# Activity A
In the issue about configs failing to reconnect after a broker restart, under what circumstances was the problem encountered?
# Activity B
Continue the issue about configs failing to reconnect after a broker restart, picking up right after its last line.

MetPX / sarracenia

https://MetPX.github.io/sarracenia
GNU General Public License v2.0
44 stars 22 forks source link

Some configs fail to connect to the broker when it gets restarted #896

Open andreleblanc11 opened 5 months ago

andreleblanc11 commented 5 months ago

Encountered during auto-patching, when both brokers got rebooted on stage.

An instance, when trying to connect to the broker, may inadvertently get its AMQP connection restarted. The logs report back with an error message.

2024-01-15 16:28:28,851 [WARNING] sr_amqp/consume: could not consume in queue q_feeder.sr_sarra.$CONFIG.ddsr-stage-shared: Basic.ack: (406) PREC
ONDITION_FAILED - unknown delivery tag 222
2024-01-15 16:28:28,851 [DEBUG] Exception details:
Traceback (most recent call last):
  File "/usr/lib/python3/dist-packages/sarra/sr_amqp.py", line 318, in consume
    msg = self.channel.basic_get(queuename)
  File "/usr/lib/python3/dist-packages/amqp/channel.py", line 1639, in basic_get
    wait=[spec.Basic.GetOk, spec.Basic.GetEmpty], returns_tuple=True,
  File "/usr/lib/python3/dist-packages/amqp/abstract_channel.py", line 59, in send_method
    return self.wait(wait, returns_tuple=returns_tuple)
  File "/usr/lib/python3/dist-packages/amqp/abstract_channel.py", line 79, in wait
    self.connection.drain_events(timeout=timeout)
  File "/usr/lib/python3/dist-packages/amqp/connection.py", line 471, in drain_events
    while not self.blocking_read(timeout):
  File "/usr/lib/python3/dist-packages/amqp/connection.py", line 477, in blocking_read
    return self.on_inbound_frame(frame)
  File "/usr/lib/python3/dist-packages/amqp/method_framing.py", line 55, in on_frame
    callback(channel, method_sig, buf, None)
  File "/usr/lib/python3/dist-packages/amqp/connection.py", line 481, in on_inbound_method
    method_sig, payload, content,
  File "/usr/lib/python3/dist-packages/amqp/abstract_channel.py", line 128, in dispatch_method
    listener(*args)

# Information
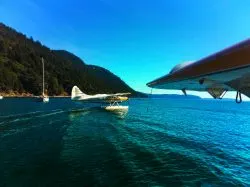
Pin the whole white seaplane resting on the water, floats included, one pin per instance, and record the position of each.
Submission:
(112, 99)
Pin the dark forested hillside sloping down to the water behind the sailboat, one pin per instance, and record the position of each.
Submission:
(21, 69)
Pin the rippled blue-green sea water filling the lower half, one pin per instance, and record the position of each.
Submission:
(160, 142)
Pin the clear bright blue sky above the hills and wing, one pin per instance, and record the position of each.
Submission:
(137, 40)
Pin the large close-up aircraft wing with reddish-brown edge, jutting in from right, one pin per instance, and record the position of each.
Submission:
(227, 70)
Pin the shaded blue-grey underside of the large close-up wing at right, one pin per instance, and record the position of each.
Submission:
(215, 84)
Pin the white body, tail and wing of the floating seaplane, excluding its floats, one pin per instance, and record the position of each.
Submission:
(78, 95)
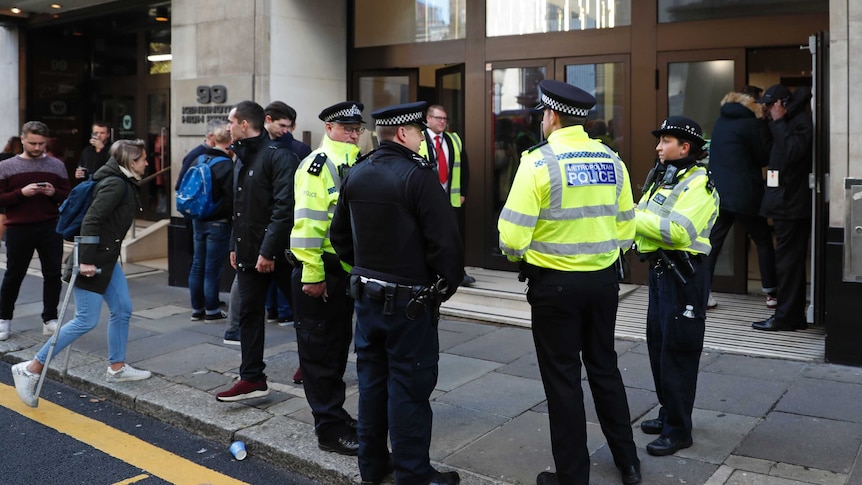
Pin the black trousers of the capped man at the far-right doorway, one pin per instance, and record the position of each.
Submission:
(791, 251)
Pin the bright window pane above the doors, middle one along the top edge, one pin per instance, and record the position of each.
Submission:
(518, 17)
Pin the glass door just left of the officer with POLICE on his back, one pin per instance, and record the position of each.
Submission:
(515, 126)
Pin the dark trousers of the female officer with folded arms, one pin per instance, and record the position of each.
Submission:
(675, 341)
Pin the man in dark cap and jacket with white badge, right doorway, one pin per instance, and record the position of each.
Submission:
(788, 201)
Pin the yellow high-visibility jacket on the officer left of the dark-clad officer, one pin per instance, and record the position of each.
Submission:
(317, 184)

* * *

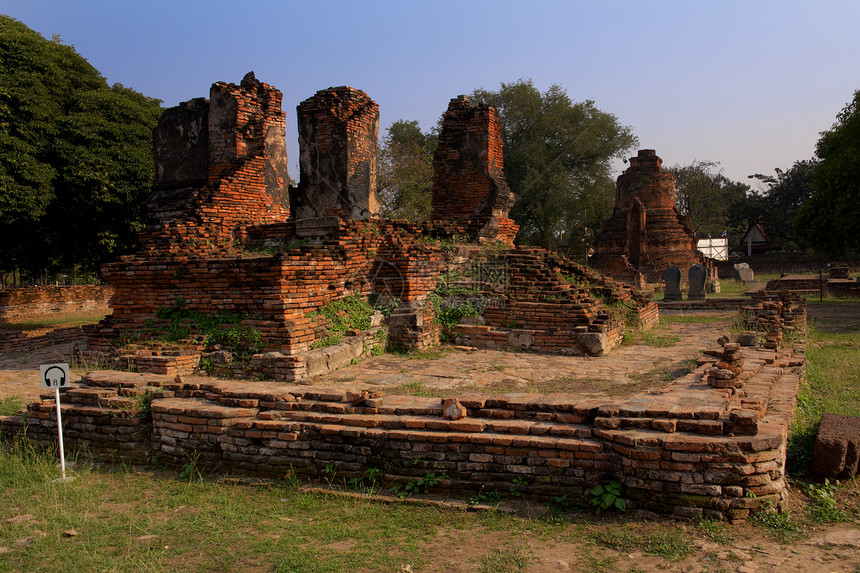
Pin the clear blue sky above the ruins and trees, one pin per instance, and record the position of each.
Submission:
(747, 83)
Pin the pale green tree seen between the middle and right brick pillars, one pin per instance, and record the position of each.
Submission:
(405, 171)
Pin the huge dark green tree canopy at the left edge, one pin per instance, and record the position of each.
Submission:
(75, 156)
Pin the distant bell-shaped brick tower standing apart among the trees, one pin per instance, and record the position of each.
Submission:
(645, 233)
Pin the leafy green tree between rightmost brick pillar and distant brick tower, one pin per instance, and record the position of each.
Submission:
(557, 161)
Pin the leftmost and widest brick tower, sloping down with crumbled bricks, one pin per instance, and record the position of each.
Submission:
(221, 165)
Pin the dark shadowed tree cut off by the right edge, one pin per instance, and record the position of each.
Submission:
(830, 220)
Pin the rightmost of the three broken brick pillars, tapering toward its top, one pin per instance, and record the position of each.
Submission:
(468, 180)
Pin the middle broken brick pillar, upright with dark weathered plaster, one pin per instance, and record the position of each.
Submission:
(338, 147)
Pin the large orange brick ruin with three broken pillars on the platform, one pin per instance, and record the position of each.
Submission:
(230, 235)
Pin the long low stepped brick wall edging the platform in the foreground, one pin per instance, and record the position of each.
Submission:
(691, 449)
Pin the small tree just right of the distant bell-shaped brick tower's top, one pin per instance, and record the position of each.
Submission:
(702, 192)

# Written response A
During auto-patching, when both brokers got rebooted on stage.

# Written response B
  File "/usr/lib/python3/dist-packages/amqp/channel.py", line 279, in _on_close
    reply_code, reply_text, (class_id, method_id), ChannelError,
amqp.exceptions.PreconditionFailed: Basic.ack: (406) PRECONDITION_FAILED - unknown delivery tag 222
2024-01-15 16:28:28,852 [DEBUG] Closed channel #1
2024-01-15 16:28:28,852 [DEBUG] Closed channel #2
2024-01-15 16:28:28,852 [DEBUG] Closed channel #3
2024-01-15 16:28:28,852 [DEBUG] Closed channel #4
2024-01-15 16:28:28,852 [DEBUG] Connecting ddsr-stage.cmc.ec.gc.ca feeder (ssl False)
2024-01-15 16:28:28,852 [DEBUG] amqp://feeder:<pw>@ddsr-stage.cmc.ec.gc.ca/ ssl=False
2024-01-15 16:28:28,852 [INFO] Using amqp module (AMQP 0-9-1)
petersilva commented 5 months ago

This is weird... a delivery tag is associated with a message... it means there was a message 222 somewhere caught between the broker and the client, and the connection was torn down to get rid of it. So it indicates data loss of some sort.

petersilva commented 5 months ago

Normally the point of recovering a connection is to recover such messages... so ... who remembered what? is the question... the client doesn't have any state, so where would it pull 222 from? very strange.

petersilva commented 4 months ago

@andreleblanc11 do you remember what we did to recover from this?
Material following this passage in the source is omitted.